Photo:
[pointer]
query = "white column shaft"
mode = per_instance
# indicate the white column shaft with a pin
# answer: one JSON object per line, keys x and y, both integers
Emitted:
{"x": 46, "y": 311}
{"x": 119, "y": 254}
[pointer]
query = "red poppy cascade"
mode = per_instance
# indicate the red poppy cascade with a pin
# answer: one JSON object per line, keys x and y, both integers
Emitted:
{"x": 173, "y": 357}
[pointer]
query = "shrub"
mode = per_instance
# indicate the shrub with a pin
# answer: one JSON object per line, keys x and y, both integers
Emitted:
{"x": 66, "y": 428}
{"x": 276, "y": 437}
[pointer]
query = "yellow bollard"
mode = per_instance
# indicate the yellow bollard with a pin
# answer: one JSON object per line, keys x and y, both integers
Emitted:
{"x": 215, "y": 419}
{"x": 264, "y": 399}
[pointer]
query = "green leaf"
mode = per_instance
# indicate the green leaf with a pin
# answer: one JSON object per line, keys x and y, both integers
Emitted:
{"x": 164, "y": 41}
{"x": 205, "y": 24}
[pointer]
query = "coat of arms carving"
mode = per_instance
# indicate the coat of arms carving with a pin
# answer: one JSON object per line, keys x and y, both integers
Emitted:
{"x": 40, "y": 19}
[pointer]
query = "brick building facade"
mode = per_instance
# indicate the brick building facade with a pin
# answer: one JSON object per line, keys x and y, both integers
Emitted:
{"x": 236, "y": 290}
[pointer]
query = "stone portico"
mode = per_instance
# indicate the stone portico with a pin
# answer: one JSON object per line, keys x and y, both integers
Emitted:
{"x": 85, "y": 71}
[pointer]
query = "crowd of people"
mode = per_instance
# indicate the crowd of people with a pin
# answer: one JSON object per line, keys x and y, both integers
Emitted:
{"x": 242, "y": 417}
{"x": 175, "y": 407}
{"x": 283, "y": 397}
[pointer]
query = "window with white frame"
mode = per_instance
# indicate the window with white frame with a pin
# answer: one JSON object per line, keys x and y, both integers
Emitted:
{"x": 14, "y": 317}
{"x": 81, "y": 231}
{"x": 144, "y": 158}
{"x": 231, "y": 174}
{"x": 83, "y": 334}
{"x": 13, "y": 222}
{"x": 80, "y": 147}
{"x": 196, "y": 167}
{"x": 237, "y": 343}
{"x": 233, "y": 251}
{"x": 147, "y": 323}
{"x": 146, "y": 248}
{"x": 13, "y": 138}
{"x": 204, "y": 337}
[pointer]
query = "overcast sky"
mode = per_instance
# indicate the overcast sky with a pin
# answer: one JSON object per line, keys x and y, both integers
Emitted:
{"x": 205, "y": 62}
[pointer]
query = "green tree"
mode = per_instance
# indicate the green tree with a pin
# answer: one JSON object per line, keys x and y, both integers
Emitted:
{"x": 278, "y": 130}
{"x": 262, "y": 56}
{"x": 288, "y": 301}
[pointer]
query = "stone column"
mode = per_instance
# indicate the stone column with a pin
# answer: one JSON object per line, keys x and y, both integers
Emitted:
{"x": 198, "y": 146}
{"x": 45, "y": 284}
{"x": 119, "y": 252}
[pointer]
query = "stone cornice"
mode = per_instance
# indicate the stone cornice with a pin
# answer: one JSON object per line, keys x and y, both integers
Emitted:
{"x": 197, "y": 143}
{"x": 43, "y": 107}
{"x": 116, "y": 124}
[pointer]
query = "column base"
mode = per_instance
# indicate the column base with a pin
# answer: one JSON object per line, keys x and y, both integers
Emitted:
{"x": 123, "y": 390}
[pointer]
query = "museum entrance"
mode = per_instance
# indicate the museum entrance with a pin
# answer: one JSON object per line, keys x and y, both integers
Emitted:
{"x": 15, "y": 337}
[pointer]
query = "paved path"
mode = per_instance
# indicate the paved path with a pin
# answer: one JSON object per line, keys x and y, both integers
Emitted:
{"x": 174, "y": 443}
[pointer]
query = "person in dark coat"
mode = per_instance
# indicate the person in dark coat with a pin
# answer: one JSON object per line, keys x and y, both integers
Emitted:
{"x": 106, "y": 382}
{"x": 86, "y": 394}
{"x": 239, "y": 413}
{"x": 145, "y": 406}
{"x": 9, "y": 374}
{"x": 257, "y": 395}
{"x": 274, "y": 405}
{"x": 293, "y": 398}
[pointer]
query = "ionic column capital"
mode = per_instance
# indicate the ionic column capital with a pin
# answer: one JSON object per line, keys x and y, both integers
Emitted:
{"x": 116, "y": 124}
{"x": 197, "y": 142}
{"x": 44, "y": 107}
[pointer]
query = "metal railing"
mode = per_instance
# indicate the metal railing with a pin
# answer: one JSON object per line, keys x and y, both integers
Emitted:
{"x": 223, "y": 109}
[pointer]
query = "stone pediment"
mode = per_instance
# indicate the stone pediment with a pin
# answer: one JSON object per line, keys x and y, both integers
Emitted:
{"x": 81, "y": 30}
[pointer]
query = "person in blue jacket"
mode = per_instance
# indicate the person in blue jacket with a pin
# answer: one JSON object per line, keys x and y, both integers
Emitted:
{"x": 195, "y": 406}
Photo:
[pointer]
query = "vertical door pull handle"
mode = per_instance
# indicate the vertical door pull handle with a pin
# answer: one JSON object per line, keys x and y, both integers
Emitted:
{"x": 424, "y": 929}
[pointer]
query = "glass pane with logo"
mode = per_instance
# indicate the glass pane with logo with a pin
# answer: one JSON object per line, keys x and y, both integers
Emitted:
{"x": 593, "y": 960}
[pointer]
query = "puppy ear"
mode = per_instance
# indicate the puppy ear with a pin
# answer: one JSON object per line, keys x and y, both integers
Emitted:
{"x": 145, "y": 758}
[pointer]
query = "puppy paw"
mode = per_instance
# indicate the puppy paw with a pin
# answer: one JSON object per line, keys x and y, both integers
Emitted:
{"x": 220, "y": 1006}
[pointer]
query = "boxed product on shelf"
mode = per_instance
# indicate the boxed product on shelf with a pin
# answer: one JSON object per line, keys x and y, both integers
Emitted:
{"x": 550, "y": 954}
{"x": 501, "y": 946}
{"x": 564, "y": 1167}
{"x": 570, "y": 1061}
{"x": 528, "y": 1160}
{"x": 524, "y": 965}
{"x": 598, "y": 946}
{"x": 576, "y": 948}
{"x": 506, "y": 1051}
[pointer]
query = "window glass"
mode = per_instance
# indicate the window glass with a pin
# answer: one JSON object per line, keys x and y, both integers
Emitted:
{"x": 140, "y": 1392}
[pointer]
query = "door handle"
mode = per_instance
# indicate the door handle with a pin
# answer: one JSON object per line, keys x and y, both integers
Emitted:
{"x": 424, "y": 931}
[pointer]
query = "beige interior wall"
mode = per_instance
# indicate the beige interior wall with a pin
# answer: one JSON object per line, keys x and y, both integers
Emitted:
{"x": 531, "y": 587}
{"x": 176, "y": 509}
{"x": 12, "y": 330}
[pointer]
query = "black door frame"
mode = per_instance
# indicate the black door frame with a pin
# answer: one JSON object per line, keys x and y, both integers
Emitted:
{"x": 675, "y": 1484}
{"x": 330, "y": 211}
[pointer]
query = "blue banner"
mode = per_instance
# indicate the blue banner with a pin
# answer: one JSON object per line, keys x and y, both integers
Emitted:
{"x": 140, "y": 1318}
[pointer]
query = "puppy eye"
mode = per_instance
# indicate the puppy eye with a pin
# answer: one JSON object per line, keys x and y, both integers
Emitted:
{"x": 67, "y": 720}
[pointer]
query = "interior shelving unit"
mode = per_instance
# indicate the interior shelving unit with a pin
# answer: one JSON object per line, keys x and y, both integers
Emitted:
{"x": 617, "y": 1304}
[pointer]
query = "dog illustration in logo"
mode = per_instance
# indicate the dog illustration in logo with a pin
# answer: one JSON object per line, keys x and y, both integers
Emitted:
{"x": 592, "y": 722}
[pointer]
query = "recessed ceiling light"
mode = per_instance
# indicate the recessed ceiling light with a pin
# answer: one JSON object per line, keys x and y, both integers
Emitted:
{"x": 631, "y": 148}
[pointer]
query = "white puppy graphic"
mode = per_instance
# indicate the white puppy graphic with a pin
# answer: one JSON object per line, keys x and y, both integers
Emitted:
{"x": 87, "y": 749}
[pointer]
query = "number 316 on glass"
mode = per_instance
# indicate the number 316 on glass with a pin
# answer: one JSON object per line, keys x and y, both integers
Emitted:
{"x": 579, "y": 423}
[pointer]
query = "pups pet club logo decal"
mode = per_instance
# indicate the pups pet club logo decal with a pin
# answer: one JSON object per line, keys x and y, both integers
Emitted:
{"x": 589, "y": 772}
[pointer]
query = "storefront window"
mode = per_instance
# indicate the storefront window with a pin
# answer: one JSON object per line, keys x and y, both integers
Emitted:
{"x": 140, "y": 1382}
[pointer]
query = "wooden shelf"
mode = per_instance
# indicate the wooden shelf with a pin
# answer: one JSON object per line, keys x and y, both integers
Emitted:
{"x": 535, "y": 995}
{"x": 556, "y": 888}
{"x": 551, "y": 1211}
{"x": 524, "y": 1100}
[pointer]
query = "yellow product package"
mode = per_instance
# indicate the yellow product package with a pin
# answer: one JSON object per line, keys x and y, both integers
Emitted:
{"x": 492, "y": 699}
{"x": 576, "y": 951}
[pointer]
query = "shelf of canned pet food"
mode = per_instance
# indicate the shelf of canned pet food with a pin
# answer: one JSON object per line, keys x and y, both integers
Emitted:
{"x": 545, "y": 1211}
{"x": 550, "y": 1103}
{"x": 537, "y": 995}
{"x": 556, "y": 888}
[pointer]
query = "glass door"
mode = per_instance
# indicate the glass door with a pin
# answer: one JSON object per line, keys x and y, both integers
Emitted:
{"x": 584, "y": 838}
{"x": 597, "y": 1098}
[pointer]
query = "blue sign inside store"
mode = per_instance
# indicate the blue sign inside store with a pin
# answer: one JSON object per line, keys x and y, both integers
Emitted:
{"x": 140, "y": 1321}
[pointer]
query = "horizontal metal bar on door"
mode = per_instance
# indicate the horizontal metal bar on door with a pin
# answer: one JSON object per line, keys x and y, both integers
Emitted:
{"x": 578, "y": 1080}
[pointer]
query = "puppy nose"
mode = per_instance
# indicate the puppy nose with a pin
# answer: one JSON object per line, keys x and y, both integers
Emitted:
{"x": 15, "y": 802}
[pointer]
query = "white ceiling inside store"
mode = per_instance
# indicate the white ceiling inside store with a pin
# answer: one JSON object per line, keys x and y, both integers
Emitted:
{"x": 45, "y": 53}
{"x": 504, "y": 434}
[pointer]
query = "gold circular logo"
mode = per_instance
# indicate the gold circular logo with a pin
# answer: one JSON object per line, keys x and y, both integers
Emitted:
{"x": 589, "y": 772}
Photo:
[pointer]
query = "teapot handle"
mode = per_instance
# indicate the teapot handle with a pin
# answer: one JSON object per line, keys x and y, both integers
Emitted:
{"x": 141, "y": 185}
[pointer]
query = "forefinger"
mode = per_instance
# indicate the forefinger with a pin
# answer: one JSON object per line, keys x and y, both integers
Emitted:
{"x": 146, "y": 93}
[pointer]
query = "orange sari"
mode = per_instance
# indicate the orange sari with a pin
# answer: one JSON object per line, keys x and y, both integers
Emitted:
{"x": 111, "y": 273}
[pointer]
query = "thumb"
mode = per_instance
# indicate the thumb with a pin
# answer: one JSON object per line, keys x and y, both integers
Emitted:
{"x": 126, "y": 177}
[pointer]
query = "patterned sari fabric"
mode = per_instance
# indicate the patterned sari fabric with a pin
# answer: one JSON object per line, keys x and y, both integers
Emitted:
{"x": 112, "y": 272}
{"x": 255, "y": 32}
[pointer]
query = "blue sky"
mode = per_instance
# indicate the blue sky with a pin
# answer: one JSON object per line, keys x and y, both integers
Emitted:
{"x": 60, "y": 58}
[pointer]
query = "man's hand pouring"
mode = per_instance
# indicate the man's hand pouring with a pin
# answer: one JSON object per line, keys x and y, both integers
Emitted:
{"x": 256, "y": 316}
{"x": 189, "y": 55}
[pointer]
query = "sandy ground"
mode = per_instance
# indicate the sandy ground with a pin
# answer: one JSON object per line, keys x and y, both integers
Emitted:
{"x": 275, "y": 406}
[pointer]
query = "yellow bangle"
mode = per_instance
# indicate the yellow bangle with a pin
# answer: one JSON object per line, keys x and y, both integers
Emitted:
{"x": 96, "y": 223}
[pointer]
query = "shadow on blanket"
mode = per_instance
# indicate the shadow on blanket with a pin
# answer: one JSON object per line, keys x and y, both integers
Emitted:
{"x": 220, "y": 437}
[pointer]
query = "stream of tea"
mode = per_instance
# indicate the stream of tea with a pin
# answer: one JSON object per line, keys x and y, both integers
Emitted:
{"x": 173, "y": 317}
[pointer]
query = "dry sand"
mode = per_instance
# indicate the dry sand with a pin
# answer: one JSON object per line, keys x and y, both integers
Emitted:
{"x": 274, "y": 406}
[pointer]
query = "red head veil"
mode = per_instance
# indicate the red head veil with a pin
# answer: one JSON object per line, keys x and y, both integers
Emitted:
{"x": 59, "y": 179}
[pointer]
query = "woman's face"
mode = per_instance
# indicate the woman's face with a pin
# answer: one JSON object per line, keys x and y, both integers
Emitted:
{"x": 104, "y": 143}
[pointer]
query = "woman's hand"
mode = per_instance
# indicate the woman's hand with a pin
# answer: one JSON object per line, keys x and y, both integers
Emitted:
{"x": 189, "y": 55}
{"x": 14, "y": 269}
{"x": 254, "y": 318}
....................
EXERCISE DESCRIPTION →
Your task is to copy every line in the entries that holds the string "food".

RESULT OF THE TASK →
query = "shelf of canned pet food"
# indicate the shelf of canned pet food with a pin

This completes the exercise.